À faire:
a. Reformulez sous forme de liste plus concise le paragraphe du passage à examiner qui commence par « Google et IBM commencent déjà », en conservant ses faits essentiels.
b. Prolongez le passage sur l'intelligence artificielle et le cerveau humain après sa dernière phrase.

#### Passage à examiner ####

Comment faire pour que le cerveau humain reste compétitif face aux cerveaux de silicium ? Pour Laurent Alexandre, les cerveaux qui tireront leur épingle du jeu seront complémentaires de l'intelligence artificielle. Mais ils seront plus rares et vaudront plus cher. "Un vrai spécialiste vaut plus d'1 million de dollars par an. Seuls les Gafa peuvent se les offrir aujourd'hui. Donc, peu d'acteurs vont réellement produire de l'IA. En réalité, ils achèteront de l'IA aux géants [les Gafa, donc, NDLR]", estime-t-il.
Google et IBM commencent déjà à fournir cette matière première "au robinet". Pour les chefs d'entreprise, il s'agit, d'après Laurent Alexandre, d'anticiper la capacité d'entrée d'autres acteurs sur leur créneau business grâce aux nouvelles technologies. "Le patron d'Airbus estime que Google est sans doute son principal concurrent à ce jour", raconte le conférencier. Demain, l'intelligence artificielle sera insérée dans des véhicules autonomes, mais également pour gérer l'automatisation des chaînes de production...

#### Extrait de données ####

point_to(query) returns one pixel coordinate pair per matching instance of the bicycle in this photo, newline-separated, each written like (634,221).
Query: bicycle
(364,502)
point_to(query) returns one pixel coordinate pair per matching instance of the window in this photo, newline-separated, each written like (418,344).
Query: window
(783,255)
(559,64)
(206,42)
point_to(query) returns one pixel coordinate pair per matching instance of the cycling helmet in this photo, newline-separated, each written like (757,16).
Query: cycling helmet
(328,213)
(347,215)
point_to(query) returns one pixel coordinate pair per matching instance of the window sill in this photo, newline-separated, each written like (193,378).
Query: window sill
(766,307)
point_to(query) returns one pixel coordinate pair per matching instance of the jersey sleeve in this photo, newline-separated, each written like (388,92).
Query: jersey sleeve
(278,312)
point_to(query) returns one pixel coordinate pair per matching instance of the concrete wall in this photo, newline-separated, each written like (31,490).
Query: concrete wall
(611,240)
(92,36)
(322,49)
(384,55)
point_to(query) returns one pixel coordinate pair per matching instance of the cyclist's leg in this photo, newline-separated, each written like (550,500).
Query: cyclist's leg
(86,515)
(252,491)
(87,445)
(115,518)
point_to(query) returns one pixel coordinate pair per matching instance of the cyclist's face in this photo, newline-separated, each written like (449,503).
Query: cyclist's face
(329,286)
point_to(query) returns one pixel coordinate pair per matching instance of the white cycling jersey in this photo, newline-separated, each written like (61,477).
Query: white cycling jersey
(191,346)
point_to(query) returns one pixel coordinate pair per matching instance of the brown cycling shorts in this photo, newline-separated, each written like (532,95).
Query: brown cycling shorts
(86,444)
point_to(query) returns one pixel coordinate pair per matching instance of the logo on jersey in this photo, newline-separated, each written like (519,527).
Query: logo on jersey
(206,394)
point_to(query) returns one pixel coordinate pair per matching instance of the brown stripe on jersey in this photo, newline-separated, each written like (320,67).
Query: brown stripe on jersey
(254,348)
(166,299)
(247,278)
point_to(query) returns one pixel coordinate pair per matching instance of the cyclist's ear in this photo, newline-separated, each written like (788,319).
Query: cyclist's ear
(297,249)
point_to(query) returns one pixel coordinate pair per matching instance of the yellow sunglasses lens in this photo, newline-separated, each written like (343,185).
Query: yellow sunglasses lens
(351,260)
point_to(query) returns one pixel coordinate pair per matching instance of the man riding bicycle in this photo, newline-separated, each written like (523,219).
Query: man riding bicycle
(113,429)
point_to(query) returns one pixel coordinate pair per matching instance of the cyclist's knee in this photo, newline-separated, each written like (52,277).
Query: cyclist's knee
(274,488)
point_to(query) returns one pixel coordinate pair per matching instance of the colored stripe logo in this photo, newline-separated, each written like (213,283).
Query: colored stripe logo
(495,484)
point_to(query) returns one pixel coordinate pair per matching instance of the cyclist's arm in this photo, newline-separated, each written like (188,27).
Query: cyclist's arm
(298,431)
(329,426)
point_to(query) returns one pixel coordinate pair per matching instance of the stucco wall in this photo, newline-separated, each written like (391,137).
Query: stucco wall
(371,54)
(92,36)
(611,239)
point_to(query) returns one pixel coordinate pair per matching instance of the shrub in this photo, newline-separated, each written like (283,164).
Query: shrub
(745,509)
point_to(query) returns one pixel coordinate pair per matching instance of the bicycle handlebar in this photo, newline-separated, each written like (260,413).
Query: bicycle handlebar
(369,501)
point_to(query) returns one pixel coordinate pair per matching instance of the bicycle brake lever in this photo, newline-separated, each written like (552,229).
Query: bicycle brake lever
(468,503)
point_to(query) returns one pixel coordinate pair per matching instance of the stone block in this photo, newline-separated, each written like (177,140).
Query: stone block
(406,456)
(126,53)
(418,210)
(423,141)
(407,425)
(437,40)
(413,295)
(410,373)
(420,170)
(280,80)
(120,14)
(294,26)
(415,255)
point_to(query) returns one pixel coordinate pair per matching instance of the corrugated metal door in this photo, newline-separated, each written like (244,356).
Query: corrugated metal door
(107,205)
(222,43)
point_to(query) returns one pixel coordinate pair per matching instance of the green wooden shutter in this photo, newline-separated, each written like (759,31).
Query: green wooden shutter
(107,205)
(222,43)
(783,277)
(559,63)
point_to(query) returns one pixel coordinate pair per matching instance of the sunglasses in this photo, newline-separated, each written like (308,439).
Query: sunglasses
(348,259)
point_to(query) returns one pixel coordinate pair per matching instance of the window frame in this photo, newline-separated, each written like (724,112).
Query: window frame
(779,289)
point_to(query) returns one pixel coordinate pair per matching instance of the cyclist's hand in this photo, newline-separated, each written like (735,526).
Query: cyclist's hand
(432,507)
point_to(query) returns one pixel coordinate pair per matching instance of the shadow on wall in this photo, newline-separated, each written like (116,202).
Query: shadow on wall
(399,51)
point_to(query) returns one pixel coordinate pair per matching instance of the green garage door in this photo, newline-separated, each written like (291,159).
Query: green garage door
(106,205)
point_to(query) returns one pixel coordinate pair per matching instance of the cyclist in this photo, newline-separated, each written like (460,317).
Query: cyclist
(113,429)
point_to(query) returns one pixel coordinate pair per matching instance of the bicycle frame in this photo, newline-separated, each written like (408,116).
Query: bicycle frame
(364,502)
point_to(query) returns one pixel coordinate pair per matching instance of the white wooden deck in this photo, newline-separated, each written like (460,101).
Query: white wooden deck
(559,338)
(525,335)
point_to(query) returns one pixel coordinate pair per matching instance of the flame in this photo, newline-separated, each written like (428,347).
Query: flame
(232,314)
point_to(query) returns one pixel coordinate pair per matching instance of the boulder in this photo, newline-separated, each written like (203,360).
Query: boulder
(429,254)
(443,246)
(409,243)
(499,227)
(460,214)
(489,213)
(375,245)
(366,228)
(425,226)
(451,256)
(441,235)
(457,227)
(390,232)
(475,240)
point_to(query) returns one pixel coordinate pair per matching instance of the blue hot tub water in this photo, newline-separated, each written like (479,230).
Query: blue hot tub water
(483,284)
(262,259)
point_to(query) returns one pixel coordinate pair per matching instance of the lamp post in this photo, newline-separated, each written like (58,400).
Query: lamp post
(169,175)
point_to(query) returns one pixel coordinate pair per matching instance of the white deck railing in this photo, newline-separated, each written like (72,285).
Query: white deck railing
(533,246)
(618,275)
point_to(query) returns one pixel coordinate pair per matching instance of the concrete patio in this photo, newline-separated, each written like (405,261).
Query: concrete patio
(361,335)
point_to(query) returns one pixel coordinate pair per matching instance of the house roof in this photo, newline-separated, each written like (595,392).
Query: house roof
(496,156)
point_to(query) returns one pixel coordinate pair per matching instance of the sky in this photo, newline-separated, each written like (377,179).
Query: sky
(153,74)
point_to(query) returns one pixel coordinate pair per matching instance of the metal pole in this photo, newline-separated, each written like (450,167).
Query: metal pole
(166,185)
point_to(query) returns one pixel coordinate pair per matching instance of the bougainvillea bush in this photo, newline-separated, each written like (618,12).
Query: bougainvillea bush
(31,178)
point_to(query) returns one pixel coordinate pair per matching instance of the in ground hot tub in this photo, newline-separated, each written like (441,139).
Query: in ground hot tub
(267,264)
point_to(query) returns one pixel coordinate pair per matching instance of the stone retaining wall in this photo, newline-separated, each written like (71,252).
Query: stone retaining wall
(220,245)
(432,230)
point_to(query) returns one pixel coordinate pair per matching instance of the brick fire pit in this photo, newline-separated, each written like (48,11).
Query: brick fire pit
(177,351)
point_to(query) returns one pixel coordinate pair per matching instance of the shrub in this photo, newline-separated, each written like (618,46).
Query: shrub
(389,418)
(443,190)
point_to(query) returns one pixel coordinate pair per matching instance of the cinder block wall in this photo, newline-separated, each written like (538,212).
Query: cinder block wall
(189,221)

####

Résultats:
a.
- Google et IBM fournissent déjà l'intelligence artificielle « au robinet ».
- Selon Laurent Alexandre, les chefs d'entreprise doivent anticiper l'arrivée d'autres acteurs sur leur créneau grâce aux nouvelles technologies.
- Le patron d'Airbus voit sans doute en Google son principal concurrent actuel.
- L'intelligence artificielle équipera demain les véhicules autonomes et gérera l'automatisation des chaînes de production.

b.
Tous types d'outils de mise en oeuvre peuvent être imaginés. Autre enjeu : comment gérer l'organisation de l'entreprise entre cerveaux organiques et cerveaux de silicium ? "Ce qu'il va se passer dans l'entreprise, c'est la fusion de l'IT et de la DRH. On managera ensemble et de façon synergique le silicium et l'intelligence artificielle", prophétise Laurent Alexandre. Pour lutter, le business doit être évalué au quotidien. "Le chef d'entreprise de type PME n'est pas un prospectiviste. Mais dans les phases de bouleversements technologiques majeurs, une réflexion sur le futur deviendra importante", appuie le romancier. Il suggère d'ailleurs la mise en place d'un plan de réflexion à horizon 2020-2025 pour planifier ce qui suivra.
À l'aube d'une révolution
"L'intelligence artificielle remplacera des millions d'emplois. Mais la totalité des études sorties sur cette destruction d'emplois est d'une naïveté touchante", ironise le chirurgien. Car c'est sans compter sur les métiers émergents. "Nous ne connaissons pas les métiers de demain. Nous ne savions pas qu'il y aurait YouTube, BlaBlaCar... ", prévient-il. La transition est à rapprocher, pour lui, de la révolution qu'a alimentée, au début du XIX e siècle, l'arrivée des premières voitures à essence.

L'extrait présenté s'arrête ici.